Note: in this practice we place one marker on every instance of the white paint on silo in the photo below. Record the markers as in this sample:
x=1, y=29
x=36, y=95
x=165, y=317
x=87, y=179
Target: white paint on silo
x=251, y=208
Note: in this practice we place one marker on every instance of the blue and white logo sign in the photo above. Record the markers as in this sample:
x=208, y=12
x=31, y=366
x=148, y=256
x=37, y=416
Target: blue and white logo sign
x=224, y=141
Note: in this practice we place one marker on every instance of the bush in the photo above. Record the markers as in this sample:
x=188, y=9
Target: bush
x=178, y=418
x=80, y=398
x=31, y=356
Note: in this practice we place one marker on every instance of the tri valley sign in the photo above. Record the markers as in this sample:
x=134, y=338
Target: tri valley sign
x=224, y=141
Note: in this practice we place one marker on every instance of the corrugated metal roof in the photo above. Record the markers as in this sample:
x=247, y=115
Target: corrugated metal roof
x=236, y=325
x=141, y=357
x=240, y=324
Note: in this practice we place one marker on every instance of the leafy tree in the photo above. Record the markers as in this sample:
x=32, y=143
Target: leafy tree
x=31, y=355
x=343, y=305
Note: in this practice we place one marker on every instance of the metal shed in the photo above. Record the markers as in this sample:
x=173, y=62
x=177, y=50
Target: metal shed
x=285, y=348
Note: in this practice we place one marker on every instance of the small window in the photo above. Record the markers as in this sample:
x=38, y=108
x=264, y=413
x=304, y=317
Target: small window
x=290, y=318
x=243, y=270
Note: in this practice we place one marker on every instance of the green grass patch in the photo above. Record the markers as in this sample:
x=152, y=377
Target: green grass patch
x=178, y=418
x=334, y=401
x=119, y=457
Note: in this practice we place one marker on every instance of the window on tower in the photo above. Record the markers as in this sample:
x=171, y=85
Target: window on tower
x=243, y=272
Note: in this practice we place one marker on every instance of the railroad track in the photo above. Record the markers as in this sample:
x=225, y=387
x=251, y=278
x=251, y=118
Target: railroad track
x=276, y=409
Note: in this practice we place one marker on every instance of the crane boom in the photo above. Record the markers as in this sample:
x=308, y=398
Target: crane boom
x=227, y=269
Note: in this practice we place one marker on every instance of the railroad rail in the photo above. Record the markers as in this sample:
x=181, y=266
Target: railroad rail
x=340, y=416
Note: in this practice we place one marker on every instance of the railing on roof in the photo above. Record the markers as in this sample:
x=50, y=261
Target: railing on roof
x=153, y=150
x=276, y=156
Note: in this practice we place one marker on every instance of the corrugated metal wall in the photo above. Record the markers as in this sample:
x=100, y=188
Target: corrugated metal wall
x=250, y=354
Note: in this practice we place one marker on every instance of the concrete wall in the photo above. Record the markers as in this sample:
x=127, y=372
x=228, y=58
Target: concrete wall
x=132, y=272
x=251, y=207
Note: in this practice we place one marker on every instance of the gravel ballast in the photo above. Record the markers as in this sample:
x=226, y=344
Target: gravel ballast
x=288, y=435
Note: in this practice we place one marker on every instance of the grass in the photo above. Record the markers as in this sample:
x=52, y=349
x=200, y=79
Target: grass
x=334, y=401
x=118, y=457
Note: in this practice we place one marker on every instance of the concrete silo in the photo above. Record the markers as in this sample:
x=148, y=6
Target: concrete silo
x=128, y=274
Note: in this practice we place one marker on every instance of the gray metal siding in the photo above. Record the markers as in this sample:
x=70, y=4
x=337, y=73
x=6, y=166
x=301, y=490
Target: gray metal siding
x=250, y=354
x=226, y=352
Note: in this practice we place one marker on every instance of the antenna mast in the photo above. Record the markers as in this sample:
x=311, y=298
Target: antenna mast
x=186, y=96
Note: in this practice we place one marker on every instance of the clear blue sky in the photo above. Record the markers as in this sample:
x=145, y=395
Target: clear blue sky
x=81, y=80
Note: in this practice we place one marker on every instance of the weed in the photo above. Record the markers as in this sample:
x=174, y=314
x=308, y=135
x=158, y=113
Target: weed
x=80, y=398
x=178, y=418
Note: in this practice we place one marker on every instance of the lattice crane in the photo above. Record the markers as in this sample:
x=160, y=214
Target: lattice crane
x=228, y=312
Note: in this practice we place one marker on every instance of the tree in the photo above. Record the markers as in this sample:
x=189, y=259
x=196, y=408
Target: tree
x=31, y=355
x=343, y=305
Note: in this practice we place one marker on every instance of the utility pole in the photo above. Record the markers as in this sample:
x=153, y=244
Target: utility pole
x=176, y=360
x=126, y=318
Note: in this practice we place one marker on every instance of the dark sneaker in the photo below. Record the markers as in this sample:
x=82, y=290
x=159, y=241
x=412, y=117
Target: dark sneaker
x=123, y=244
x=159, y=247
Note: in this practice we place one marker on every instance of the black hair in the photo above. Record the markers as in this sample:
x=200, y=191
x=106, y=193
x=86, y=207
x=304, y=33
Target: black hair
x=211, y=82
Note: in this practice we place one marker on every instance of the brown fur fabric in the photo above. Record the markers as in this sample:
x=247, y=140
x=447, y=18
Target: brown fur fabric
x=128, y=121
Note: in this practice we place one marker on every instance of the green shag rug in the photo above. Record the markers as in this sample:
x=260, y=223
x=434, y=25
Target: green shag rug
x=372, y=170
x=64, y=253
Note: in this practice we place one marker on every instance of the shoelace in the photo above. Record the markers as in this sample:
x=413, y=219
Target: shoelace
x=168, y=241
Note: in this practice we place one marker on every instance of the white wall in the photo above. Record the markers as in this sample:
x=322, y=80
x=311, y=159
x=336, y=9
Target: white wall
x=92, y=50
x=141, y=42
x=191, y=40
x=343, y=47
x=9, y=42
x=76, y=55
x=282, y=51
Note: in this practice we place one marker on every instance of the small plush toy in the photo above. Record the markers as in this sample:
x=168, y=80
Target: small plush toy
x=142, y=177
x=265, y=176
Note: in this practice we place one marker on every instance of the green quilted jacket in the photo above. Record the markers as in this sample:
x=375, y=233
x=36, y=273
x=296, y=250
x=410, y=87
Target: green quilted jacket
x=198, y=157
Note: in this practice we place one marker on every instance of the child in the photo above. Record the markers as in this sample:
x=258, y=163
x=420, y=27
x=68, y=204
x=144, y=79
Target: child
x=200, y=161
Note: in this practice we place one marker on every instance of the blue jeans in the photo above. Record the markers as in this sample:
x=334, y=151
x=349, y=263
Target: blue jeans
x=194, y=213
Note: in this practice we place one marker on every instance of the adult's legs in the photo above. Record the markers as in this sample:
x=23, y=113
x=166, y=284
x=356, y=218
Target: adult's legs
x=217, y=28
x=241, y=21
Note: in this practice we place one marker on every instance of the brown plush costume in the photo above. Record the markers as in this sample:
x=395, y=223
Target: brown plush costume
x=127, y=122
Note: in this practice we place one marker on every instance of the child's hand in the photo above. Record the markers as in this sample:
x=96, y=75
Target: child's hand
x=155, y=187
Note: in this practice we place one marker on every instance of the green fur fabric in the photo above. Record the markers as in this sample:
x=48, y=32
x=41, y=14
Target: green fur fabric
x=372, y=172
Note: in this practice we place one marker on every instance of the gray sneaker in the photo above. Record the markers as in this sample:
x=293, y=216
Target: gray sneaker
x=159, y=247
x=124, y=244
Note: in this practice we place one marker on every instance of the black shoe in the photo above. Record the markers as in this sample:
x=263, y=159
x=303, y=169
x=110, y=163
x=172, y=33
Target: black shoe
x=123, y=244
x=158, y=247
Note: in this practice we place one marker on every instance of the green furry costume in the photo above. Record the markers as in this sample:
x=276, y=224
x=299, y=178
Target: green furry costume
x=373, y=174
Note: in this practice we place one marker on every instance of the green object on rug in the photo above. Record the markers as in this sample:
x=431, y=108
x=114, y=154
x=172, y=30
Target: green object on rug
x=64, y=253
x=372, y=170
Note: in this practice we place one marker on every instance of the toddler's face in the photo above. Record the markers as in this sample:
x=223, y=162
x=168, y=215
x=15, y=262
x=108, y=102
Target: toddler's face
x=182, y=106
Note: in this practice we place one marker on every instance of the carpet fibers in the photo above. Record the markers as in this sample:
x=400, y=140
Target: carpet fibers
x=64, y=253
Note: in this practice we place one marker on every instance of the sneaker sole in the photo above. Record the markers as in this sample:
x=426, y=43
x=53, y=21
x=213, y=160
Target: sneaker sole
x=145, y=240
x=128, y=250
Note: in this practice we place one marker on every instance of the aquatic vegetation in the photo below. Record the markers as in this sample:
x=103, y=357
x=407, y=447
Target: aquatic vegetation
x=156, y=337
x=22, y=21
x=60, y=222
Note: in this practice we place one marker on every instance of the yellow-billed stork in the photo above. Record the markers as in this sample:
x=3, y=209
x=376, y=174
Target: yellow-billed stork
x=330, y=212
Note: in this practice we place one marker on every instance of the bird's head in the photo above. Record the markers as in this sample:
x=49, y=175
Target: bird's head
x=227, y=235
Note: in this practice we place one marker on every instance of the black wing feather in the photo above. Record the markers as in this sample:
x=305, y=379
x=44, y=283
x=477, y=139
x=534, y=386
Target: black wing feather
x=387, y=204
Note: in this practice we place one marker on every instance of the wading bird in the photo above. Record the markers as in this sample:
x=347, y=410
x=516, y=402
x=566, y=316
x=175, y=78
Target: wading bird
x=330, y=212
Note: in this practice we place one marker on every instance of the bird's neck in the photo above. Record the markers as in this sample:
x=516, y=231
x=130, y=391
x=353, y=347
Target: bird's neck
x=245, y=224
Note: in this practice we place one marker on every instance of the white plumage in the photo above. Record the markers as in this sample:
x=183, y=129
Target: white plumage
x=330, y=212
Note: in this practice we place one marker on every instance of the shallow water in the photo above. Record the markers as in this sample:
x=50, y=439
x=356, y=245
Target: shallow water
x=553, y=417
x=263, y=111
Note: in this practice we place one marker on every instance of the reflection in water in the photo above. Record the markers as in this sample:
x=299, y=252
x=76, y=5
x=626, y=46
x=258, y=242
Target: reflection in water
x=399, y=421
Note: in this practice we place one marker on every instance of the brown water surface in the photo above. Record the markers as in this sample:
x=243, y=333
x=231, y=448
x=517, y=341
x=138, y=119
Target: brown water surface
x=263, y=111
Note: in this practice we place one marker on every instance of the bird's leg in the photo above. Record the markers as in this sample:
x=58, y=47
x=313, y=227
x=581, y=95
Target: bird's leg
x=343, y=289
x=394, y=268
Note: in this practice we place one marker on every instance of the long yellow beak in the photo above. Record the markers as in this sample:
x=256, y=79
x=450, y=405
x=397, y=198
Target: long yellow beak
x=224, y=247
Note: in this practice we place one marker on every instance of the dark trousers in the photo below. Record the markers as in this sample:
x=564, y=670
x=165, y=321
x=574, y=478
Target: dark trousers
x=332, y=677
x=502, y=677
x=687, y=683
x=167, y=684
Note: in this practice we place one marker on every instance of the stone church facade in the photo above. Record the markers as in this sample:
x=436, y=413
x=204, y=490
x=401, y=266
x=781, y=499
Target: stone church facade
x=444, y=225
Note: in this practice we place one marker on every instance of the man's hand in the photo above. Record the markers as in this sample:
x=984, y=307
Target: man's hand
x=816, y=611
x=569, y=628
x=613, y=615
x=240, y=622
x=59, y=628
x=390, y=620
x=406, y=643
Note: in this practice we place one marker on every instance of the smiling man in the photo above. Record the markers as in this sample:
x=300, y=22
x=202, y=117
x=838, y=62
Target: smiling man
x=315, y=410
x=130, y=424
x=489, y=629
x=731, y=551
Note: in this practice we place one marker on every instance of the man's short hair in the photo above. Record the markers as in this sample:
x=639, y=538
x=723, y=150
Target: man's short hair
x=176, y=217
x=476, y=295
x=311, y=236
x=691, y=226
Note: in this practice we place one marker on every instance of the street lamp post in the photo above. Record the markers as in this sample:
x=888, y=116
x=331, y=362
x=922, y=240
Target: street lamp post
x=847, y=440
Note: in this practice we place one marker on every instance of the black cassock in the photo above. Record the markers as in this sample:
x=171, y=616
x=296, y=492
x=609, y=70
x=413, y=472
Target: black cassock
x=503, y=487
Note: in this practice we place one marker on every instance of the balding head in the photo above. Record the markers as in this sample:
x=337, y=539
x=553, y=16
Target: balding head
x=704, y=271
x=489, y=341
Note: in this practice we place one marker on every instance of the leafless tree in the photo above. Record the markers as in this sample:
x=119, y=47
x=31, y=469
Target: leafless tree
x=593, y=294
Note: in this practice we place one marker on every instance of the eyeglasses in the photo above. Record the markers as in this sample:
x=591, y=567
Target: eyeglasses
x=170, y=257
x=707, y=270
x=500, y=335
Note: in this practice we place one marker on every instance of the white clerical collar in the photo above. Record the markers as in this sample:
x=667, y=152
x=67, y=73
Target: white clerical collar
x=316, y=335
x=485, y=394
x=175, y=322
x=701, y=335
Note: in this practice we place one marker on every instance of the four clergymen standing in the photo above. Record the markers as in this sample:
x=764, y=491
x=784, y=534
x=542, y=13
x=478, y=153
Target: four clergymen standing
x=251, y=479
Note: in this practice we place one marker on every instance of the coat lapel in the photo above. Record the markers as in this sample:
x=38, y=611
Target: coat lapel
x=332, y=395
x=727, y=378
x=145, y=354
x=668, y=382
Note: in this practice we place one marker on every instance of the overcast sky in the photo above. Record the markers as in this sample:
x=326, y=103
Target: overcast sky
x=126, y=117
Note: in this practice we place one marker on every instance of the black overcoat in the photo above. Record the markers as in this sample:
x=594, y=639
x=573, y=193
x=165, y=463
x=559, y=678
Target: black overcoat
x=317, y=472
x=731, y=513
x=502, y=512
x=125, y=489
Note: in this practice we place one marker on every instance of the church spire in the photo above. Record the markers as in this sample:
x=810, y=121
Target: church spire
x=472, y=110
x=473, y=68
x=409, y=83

◆ REQUIRED WORK:
Exactly and exclusively, repeat the lines from the line that contains "of the balding" through the end of the records, both ends included.

◆ EXERCISE RESPONSE:
Note: in this practice we place one marker on every instance of the balding head in the photo above. Record the markers as in this sample:
x=337, y=539
x=553, y=16
Target: balding head
x=704, y=271
x=489, y=341
Note: in this practice we place one marker on every instance of the leafless tree in the photo above. Record the markers as in this sample:
x=119, y=47
x=31, y=469
Target: leafless tree
x=593, y=294
Note: in this practice we place one marker on every instance of the eyeglasses in the photo above. Record the markers as in this sample:
x=591, y=567
Target: eyeglasses
x=170, y=257
x=707, y=270
x=500, y=335
Note: in this practice we place one marker on every instance of the white clerical collar in the photo above. Record the markers as in this sample:
x=667, y=152
x=67, y=73
Target: white clerical collar
x=316, y=335
x=485, y=394
x=175, y=322
x=701, y=335
Note: in this practice we place one marker on every instance of the four clergymen standing in the photo above. Record the markers as in this sample:
x=764, y=491
x=784, y=534
x=542, y=13
x=478, y=153
Target: four clergymen standing
x=251, y=479
Note: in this practice we place one marker on every instance of the coat lapel in the photo above. Record the markers as in this sample:
x=38, y=611
Target: coat lapel
x=332, y=395
x=727, y=378
x=145, y=354
x=668, y=382
Note: in this practice we place one marker on every instance of the overcast sky in the photo above. Record the markers as in this sample:
x=326, y=103
Target: overcast sky
x=126, y=117
Note: in this practice we place one marker on every instance of the black overcoat in the photo above. Record the markers as in this sample:
x=594, y=639
x=573, y=193
x=165, y=463
x=559, y=678
Target: black overcoat
x=317, y=472
x=731, y=513
x=502, y=512
x=125, y=489
Note: in this practice we place one marker on every instance of the church spire in the photo above. Record the markers as in this sample:
x=810, y=121
Target: church spire
x=472, y=110
x=473, y=68
x=409, y=83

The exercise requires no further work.